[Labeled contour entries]
------------------------

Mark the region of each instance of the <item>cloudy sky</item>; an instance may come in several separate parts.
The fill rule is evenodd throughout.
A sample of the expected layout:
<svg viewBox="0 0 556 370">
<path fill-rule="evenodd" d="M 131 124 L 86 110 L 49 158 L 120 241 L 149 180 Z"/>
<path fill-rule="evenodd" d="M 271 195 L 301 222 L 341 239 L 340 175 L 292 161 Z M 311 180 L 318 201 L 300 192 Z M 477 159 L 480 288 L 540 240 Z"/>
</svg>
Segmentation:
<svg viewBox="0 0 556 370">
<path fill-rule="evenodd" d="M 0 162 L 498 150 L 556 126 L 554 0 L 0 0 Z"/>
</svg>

------------------------

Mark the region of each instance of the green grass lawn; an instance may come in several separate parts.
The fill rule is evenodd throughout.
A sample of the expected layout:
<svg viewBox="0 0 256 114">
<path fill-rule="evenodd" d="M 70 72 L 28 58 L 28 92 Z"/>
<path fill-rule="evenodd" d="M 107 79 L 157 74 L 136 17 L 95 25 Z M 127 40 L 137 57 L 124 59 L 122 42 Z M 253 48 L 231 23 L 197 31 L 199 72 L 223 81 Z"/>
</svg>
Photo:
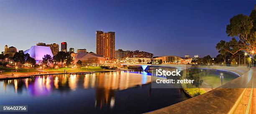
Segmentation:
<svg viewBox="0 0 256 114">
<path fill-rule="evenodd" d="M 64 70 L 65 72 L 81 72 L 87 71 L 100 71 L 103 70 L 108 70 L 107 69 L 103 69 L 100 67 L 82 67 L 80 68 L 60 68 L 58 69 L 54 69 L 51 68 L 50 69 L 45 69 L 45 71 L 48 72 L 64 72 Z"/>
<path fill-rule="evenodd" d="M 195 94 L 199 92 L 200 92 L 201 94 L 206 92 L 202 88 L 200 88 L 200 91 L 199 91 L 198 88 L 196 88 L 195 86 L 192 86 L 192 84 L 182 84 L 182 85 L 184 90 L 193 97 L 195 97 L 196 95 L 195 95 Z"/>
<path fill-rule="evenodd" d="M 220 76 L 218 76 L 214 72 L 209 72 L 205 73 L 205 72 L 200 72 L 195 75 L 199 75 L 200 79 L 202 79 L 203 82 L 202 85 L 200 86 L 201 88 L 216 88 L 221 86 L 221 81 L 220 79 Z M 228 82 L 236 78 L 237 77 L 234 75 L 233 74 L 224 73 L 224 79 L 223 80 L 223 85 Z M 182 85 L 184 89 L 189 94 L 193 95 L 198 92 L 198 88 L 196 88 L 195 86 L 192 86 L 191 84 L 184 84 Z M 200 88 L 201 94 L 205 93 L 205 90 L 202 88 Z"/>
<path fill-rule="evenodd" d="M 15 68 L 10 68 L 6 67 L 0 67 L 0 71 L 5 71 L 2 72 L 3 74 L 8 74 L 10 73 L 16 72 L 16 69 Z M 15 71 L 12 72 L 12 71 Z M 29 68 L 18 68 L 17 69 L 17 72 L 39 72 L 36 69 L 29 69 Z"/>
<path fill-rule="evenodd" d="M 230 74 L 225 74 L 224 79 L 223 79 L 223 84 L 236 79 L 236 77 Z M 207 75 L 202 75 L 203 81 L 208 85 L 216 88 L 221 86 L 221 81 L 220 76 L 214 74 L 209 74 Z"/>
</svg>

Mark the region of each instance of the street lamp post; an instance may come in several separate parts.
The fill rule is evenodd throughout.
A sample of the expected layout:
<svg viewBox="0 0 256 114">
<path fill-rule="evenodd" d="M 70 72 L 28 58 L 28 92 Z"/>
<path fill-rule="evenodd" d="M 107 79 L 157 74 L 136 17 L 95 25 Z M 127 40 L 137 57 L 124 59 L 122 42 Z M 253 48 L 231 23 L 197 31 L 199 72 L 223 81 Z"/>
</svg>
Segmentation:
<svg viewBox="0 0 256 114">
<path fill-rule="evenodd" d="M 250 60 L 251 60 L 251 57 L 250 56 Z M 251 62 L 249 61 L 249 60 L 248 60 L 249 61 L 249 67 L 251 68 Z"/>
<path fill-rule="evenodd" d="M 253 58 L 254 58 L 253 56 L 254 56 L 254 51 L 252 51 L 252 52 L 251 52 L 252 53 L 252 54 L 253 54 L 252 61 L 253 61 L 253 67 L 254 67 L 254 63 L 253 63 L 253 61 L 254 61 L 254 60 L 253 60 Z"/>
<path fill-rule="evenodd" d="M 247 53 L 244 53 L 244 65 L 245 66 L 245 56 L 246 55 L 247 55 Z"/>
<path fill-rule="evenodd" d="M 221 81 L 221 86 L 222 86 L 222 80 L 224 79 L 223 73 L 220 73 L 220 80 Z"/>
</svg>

------------------------

Aim
Update everything from the line containing "Mark the region of each instance of the <item>cloudy" down to the line containing "131 124 L 86", writing "overcast sky" in place of "cloudy sky" and keeping the rest unchanged.

Result
Mark the region of each instance of the <item>overcast sky</item>; an instance may come in several separate parts.
The fill rule is evenodd throughout.
A sample of the expected layout:
<svg viewBox="0 0 556 370">
<path fill-rule="evenodd" d="M 131 124 L 86 110 L 49 158 L 120 241 L 149 180 Z"/>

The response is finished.